Start of Records for processing

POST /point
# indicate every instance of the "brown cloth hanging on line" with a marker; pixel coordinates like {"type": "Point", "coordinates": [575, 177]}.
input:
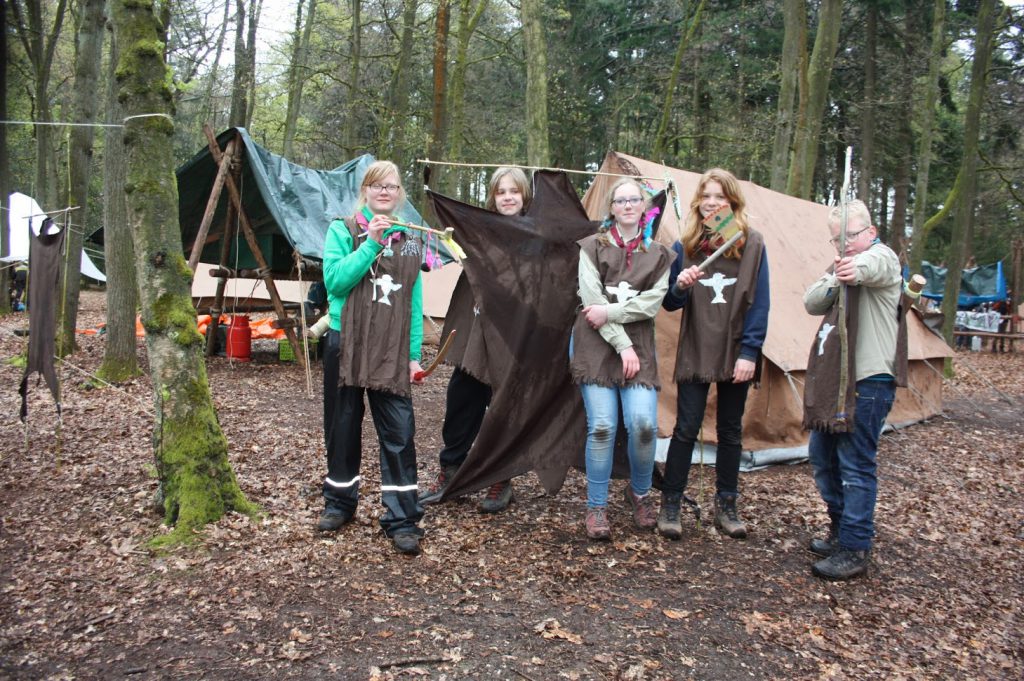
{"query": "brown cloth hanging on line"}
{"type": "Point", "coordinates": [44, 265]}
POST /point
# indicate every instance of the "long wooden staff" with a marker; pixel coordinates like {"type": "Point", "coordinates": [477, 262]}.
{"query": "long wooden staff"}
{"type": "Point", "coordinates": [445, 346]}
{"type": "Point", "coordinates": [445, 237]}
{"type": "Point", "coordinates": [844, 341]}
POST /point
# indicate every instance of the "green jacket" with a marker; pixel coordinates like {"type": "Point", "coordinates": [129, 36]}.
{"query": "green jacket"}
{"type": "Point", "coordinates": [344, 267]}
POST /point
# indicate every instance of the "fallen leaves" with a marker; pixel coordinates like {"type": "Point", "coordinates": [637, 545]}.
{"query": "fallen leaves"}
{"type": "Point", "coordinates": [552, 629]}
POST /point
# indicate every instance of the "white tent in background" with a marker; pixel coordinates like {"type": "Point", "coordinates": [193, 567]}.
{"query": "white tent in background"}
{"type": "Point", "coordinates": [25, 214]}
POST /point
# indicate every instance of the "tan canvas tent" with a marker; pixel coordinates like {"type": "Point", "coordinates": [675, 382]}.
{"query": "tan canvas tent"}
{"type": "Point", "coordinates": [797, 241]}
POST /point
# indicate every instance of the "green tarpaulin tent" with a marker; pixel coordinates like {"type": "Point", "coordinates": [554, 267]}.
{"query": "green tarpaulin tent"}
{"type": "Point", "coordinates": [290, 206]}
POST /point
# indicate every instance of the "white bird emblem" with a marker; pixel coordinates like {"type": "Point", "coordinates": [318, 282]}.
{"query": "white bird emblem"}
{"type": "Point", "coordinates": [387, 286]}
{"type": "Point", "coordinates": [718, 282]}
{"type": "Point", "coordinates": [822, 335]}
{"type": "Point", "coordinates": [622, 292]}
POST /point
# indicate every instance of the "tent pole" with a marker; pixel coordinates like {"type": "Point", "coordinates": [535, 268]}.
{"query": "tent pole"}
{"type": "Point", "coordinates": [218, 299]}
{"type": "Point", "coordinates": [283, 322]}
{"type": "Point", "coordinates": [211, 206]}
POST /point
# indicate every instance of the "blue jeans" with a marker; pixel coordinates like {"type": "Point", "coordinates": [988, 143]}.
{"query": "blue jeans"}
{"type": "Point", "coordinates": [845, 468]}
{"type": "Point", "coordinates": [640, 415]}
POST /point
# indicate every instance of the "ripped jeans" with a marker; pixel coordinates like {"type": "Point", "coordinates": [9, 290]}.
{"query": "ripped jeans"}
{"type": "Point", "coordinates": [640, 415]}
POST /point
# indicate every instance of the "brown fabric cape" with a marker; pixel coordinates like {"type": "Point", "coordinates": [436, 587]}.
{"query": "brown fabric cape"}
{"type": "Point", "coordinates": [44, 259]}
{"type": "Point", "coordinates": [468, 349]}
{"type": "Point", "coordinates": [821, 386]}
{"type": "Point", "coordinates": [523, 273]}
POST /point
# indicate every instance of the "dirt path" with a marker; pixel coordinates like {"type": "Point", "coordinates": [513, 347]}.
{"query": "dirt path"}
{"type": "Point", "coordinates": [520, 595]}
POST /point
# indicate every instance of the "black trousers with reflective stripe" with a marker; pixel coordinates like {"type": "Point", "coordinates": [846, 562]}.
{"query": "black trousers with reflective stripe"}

End of Records for processing

Exercise brief:
Quote the records in their entirety, keeping the wording exact and excluding pictures.

Result for this task:
POST /point
# indicate every instance of the "brown cloth hanging on line" with a marker; pixel coordinates like {"type": "Point", "coordinates": [575, 177]}.
input:
{"query": "brown cloth hanging on line"}
{"type": "Point", "coordinates": [44, 265]}
POST /point
# indicate every instance of the "long wooden staff" with a marker; pixel coordinates like {"type": "Point", "coordinates": [477, 262]}.
{"query": "long wooden staff"}
{"type": "Point", "coordinates": [445, 346]}
{"type": "Point", "coordinates": [445, 237]}
{"type": "Point", "coordinates": [844, 341]}
POST /point
# indicate every instance of the "green jacket" with a marker; pixel coordinates like {"type": "Point", "coordinates": [129, 36]}.
{"query": "green jacket"}
{"type": "Point", "coordinates": [344, 267]}
POST /point
# indicate every instance of the "fallen leaves" with a marker; pixel coordinates like {"type": "Point", "coordinates": [637, 545]}.
{"query": "fallen leaves"}
{"type": "Point", "coordinates": [552, 629]}
POST /point
# indicate every instance of the "white tent in background" with a marker; pixel coordinates like {"type": "Point", "coordinates": [193, 567]}.
{"query": "white tent in background"}
{"type": "Point", "coordinates": [25, 214]}
POST /point
# indicate every instance of the "tan canvas tent" with a marker; pixel coordinates like {"type": "Point", "coordinates": [675, 382]}.
{"query": "tan canvas tent"}
{"type": "Point", "coordinates": [797, 241]}
POST /point
# indicate every instance of the "green tarpaulin tent" with a marker; pixel coordinates like {"type": "Point", "coordinates": [554, 267]}.
{"query": "green tarpaulin tent"}
{"type": "Point", "coordinates": [290, 206]}
POST /point
# indicate every instance of the "white bird emblem" with a marker; pixel coordinates like {"type": "Point", "coordinates": [318, 282]}.
{"query": "white bird emblem"}
{"type": "Point", "coordinates": [387, 286]}
{"type": "Point", "coordinates": [718, 282]}
{"type": "Point", "coordinates": [822, 335]}
{"type": "Point", "coordinates": [622, 292]}
POST /point
# indicate every instance of the "tent pole" with a marker; pixel coordinates like {"type": "Point", "coordinates": [535, 268]}.
{"query": "tent pole"}
{"type": "Point", "coordinates": [218, 299]}
{"type": "Point", "coordinates": [283, 322]}
{"type": "Point", "coordinates": [211, 206]}
POST /point
# indicate every instance of the "blue jeans" with a marker; pixel coordinates like {"type": "Point", "coordinates": [988, 143]}.
{"query": "blue jeans"}
{"type": "Point", "coordinates": [845, 468]}
{"type": "Point", "coordinates": [640, 415]}
POST /point
# indicate every instance of the "ripped jeans" with a marker; pixel coordinates like {"type": "Point", "coordinates": [9, 290]}.
{"query": "ripped jeans"}
{"type": "Point", "coordinates": [640, 415]}
POST /point
# indicate every instance of the "brown fabric cape" with a marker; pixel coordinates like {"type": "Point", "coordinates": [436, 587]}.
{"query": "brown fabric cape"}
{"type": "Point", "coordinates": [44, 259]}
{"type": "Point", "coordinates": [468, 349]}
{"type": "Point", "coordinates": [821, 386]}
{"type": "Point", "coordinates": [523, 273]}
POST /point
# indicate every instance of the "dirt path" with a marker; pixel coordinates like {"type": "Point", "coordinates": [513, 347]}.
{"query": "dirt path"}
{"type": "Point", "coordinates": [520, 595]}
POST /point
# indicate every instance of the "black trousers with reflective stripe" with a marker; pixel coordinates like {"type": "Point", "coordinates": [846, 562]}.
{"query": "black trousers with reflective stripe"}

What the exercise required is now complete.